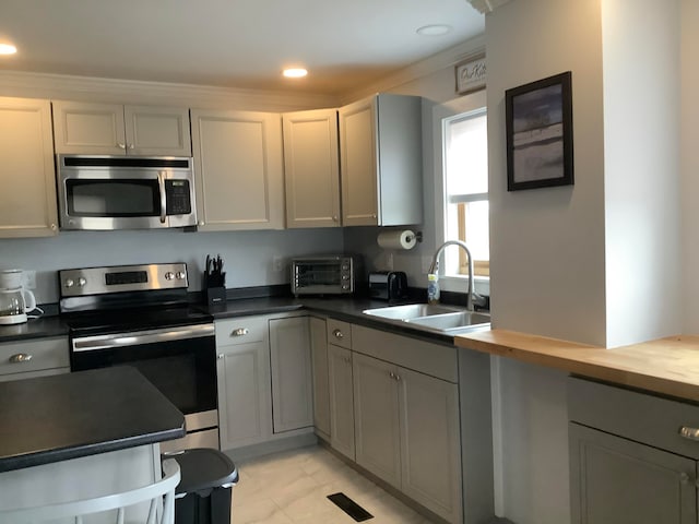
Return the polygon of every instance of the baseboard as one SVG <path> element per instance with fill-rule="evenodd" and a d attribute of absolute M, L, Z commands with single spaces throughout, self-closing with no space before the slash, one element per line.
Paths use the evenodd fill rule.
<path fill-rule="evenodd" d="M 234 450 L 223 450 L 234 462 L 246 461 L 249 458 L 257 458 L 258 456 L 270 455 L 272 453 L 279 453 L 282 451 L 295 450 L 298 448 L 306 448 L 318 443 L 318 438 L 315 433 L 308 432 L 303 434 L 296 434 L 293 437 L 271 440 L 269 442 L 262 442 L 260 444 L 245 445 L 242 448 L 236 448 Z"/>

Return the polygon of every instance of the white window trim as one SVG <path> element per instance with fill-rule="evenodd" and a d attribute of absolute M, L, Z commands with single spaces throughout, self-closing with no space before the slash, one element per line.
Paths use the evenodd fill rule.
<path fill-rule="evenodd" d="M 445 126 L 443 120 L 455 117 L 464 112 L 478 112 L 486 107 L 485 90 L 472 93 L 466 96 L 451 99 L 443 104 L 438 104 L 433 108 L 433 151 L 434 172 L 435 172 L 435 240 L 438 248 L 445 240 Z M 447 249 L 457 249 L 449 247 Z M 443 265 L 443 264 L 442 264 Z M 439 275 L 439 287 L 447 291 L 465 293 L 467 289 L 467 276 L 445 276 Z M 473 279 L 475 290 L 483 295 L 490 295 L 490 278 L 487 276 L 476 276 Z"/>

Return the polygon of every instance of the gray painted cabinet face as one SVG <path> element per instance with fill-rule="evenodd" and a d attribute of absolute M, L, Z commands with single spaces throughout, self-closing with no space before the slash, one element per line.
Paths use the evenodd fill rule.
<path fill-rule="evenodd" d="M 313 373 L 313 426 L 316 432 L 330 440 L 330 383 L 328 380 L 328 338 L 325 321 L 310 318 L 310 350 Z"/>
<path fill-rule="evenodd" d="M 284 114 L 286 227 L 340 226 L 337 110 Z"/>
<path fill-rule="evenodd" d="M 230 319 L 215 326 L 221 449 L 264 442 L 272 436 L 268 321 Z"/>
<path fill-rule="evenodd" d="M 308 317 L 270 320 L 274 432 L 313 425 Z"/>
<path fill-rule="evenodd" d="M 383 93 L 339 114 L 343 226 L 422 223 L 420 98 Z"/>
<path fill-rule="evenodd" d="M 0 98 L 0 238 L 58 234 L 48 100 Z"/>
<path fill-rule="evenodd" d="M 281 116 L 218 110 L 191 115 L 199 228 L 282 229 Z"/>
<path fill-rule="evenodd" d="M 400 489 L 398 367 L 355 353 L 352 372 L 357 464 Z"/>
<path fill-rule="evenodd" d="M 57 153 L 191 156 L 189 109 L 54 102 Z"/>
<path fill-rule="evenodd" d="M 569 425 L 573 524 L 696 524 L 696 461 Z"/>
<path fill-rule="evenodd" d="M 330 445 L 355 460 L 352 352 L 328 344 L 330 381 Z"/>

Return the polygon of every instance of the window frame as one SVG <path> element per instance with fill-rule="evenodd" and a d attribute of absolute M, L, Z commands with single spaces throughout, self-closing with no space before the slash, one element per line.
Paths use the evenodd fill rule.
<path fill-rule="evenodd" d="M 445 229 L 447 224 L 447 205 L 446 205 L 446 181 L 445 181 L 445 159 L 446 159 L 446 143 L 445 143 L 445 120 L 458 116 L 486 114 L 486 92 L 485 90 L 478 91 L 465 96 L 460 96 L 442 104 L 437 104 L 433 107 L 433 138 L 434 138 L 434 174 L 435 174 L 435 241 L 437 247 L 441 246 L 447 239 L 445 238 Z M 477 198 L 478 195 L 469 195 Z M 476 199 L 477 200 L 477 199 Z M 455 249 L 449 247 L 448 249 Z M 443 254 L 442 254 L 443 257 Z M 461 257 L 461 254 L 460 254 Z M 460 259 L 465 262 L 465 258 Z M 445 275 L 443 267 L 446 264 L 440 264 L 439 283 L 440 287 L 450 291 L 463 293 L 465 290 L 467 276 L 464 275 Z M 466 272 L 467 273 L 467 272 Z M 489 295 L 489 276 L 475 276 L 474 285 L 478 293 Z"/>

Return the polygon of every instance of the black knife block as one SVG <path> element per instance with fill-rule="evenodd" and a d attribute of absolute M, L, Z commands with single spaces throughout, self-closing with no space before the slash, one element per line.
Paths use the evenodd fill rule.
<path fill-rule="evenodd" d="M 206 287 L 204 288 L 204 296 L 209 306 L 222 306 L 226 302 L 226 288 Z"/>

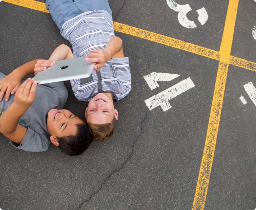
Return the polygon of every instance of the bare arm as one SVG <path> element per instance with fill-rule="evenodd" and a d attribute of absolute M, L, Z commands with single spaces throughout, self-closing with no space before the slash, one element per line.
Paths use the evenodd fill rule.
<path fill-rule="evenodd" d="M 105 50 L 109 52 L 110 58 L 123 58 L 124 57 L 123 42 L 121 38 L 118 37 L 113 36 L 112 37 L 108 42 Z"/>
<path fill-rule="evenodd" d="M 112 58 L 123 58 L 122 40 L 117 36 L 113 36 L 109 40 L 105 50 L 93 50 L 87 55 L 85 60 L 96 63 L 94 68 L 99 71 L 105 63 Z"/>
<path fill-rule="evenodd" d="M 21 85 L 22 78 L 33 74 L 35 65 L 40 60 L 40 59 L 36 59 L 23 64 L 0 81 L 0 101 L 2 100 L 5 93 L 6 101 L 9 100 L 10 93 L 13 94 L 16 91 Z"/>
<path fill-rule="evenodd" d="M 59 45 L 51 55 L 49 60 L 38 61 L 35 65 L 34 73 L 36 74 L 39 72 L 44 71 L 47 67 L 51 67 L 55 63 L 55 61 L 73 58 L 74 55 L 69 47 L 66 45 Z"/>
<path fill-rule="evenodd" d="M 14 142 L 20 143 L 27 129 L 18 123 L 35 100 L 36 82 L 28 79 L 19 86 L 14 101 L 0 116 L 0 132 Z"/>
<path fill-rule="evenodd" d="M 60 60 L 73 58 L 74 55 L 70 47 L 66 45 L 62 44 L 56 47 L 51 55 L 49 60 L 54 61 Z"/>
********
● **Task brief**:
Reproduce every item above word for word, leaving out the pictures.

● **Output**:
Return the polygon of every instance of the baseboard as one SVG <path> element per instance with fill-rule="evenodd" and a d attribute of absolute M, L, Z commands with single spaces throughout, self-closing with no space before the slash, one element per line.
Paths use the evenodd fill rule.
<path fill-rule="evenodd" d="M 234 450 L 223 450 L 234 462 L 246 461 L 249 458 L 257 458 L 258 456 L 270 455 L 272 453 L 279 453 L 282 451 L 295 450 L 298 448 L 306 448 L 318 443 L 318 438 L 315 433 L 308 432 L 303 434 L 296 434 L 293 437 L 271 440 L 269 442 L 262 442 L 260 444 L 245 445 L 242 448 L 236 448 Z"/>

Return the polygon of every instance of the white window trim as one SVG <path> element per instance with fill-rule="evenodd" and a d attribute of absolute M, L, Z commands with single spaces throughout, self-closing with no space before the slash, one element per line.
Paths use the evenodd fill rule.
<path fill-rule="evenodd" d="M 445 126 L 443 120 L 455 117 L 464 112 L 478 112 L 486 107 L 485 90 L 472 93 L 466 96 L 451 99 L 443 104 L 438 104 L 433 108 L 433 151 L 434 172 L 435 172 L 435 240 L 438 248 L 445 240 Z M 447 249 L 457 249 L 449 247 Z M 443 265 L 443 264 L 442 264 Z M 439 275 L 439 287 L 447 291 L 465 293 L 467 289 L 467 276 L 445 276 Z M 473 279 L 475 290 L 483 295 L 490 295 L 490 278 L 487 276 L 476 276 Z"/>

Return the polygon of every instance of the gray painted cabinet face as one SVG <path> element per instance with fill-rule="evenodd" and a d attribute of absolute M, L, Z commands with single spaces throughout, self-closing with no space before the slash, one element per line.
Paths use the evenodd fill rule.
<path fill-rule="evenodd" d="M 313 373 L 313 426 L 316 432 L 330 440 L 330 383 L 328 380 L 328 338 L 325 321 L 310 318 L 310 350 Z"/>
<path fill-rule="evenodd" d="M 284 114 L 286 227 L 340 226 L 337 110 Z"/>
<path fill-rule="evenodd" d="M 230 319 L 215 326 L 221 449 L 264 442 L 272 436 L 268 321 Z"/>
<path fill-rule="evenodd" d="M 308 317 L 270 320 L 274 432 L 313 425 Z"/>
<path fill-rule="evenodd" d="M 383 93 L 339 114 L 343 226 L 422 223 L 420 98 Z"/>
<path fill-rule="evenodd" d="M 0 98 L 0 238 L 58 234 L 48 100 Z"/>
<path fill-rule="evenodd" d="M 281 116 L 218 110 L 191 115 L 199 228 L 282 229 Z"/>
<path fill-rule="evenodd" d="M 400 489 L 398 367 L 355 353 L 352 372 L 357 464 Z"/>
<path fill-rule="evenodd" d="M 57 153 L 191 156 L 189 109 L 54 102 Z"/>
<path fill-rule="evenodd" d="M 569 425 L 573 524 L 696 524 L 696 461 Z"/>
<path fill-rule="evenodd" d="M 330 445 L 355 460 L 352 352 L 328 344 L 330 381 Z"/>

Return the polygon of every instance of the window frame as one SVG <path> element per instance with fill-rule="evenodd" and a d attribute of absolute M, L, Z commands with single spaces throughout, self-closing with no space before the slash, one element per line.
Paths use the evenodd fill rule.
<path fill-rule="evenodd" d="M 445 229 L 447 224 L 447 205 L 446 205 L 446 181 L 445 181 L 445 159 L 446 159 L 446 143 L 445 143 L 445 120 L 458 116 L 486 114 L 486 92 L 485 90 L 478 91 L 465 96 L 460 96 L 442 104 L 437 104 L 433 107 L 433 138 L 434 138 L 434 174 L 435 174 L 435 241 L 437 247 L 441 246 L 447 239 L 445 238 Z M 477 198 L 478 195 L 469 195 Z M 476 199 L 477 200 L 477 199 Z M 455 249 L 449 247 L 448 249 Z M 443 254 L 442 254 L 443 257 Z M 461 257 L 461 254 L 460 254 Z M 460 259 L 465 262 L 465 258 Z M 445 275 L 443 267 L 446 264 L 440 264 L 439 283 L 440 287 L 450 291 L 463 293 L 465 290 L 467 276 L 464 275 Z M 466 272 L 467 273 L 467 272 Z M 489 295 L 489 276 L 475 276 L 474 285 L 478 293 Z"/>

Return the polygon of every instance of the black knife block as one SVG <path> element per instance with fill-rule="evenodd" and a d attribute of absolute M, L, Z commands with single spaces throughout, self-closing with no space before the slash, one element per line.
Paths use the evenodd fill rule.
<path fill-rule="evenodd" d="M 206 287 L 204 288 L 204 296 L 209 306 L 222 306 L 226 302 L 226 288 Z"/>

Return the polygon of every instance of the bare arm as one SVG <path> element per instance with fill-rule="evenodd" and a d attribute of absolute M, L, Z commands with single spaces throughout, self-closing with no space before the slash, one element per line.
Paths use the evenodd fill rule.
<path fill-rule="evenodd" d="M 105 50 L 109 52 L 110 58 L 123 58 L 124 57 L 123 42 L 121 38 L 118 37 L 113 36 L 112 37 L 108 42 Z"/>
<path fill-rule="evenodd" d="M 112 58 L 123 58 L 122 40 L 117 36 L 113 36 L 109 40 L 105 50 L 93 50 L 87 55 L 85 60 L 96 63 L 94 68 L 99 71 L 105 63 Z"/>
<path fill-rule="evenodd" d="M 21 85 L 22 78 L 33 74 L 35 65 L 40 60 L 40 59 L 36 59 L 23 64 L 0 81 L 0 101 L 2 100 L 5 93 L 6 101 L 9 100 L 10 93 L 13 94 L 16 91 Z"/>
<path fill-rule="evenodd" d="M 59 45 L 51 55 L 49 60 L 38 61 L 35 65 L 34 73 L 36 74 L 39 72 L 44 71 L 47 67 L 51 67 L 55 63 L 55 61 L 73 58 L 74 55 L 69 47 L 66 45 Z"/>
<path fill-rule="evenodd" d="M 14 142 L 20 143 L 27 129 L 18 123 L 35 100 L 36 82 L 28 79 L 19 86 L 14 101 L 0 116 L 0 132 Z"/>
<path fill-rule="evenodd" d="M 60 60 L 73 58 L 74 55 L 70 47 L 66 45 L 62 44 L 56 47 L 51 55 L 49 60 L 54 61 Z"/>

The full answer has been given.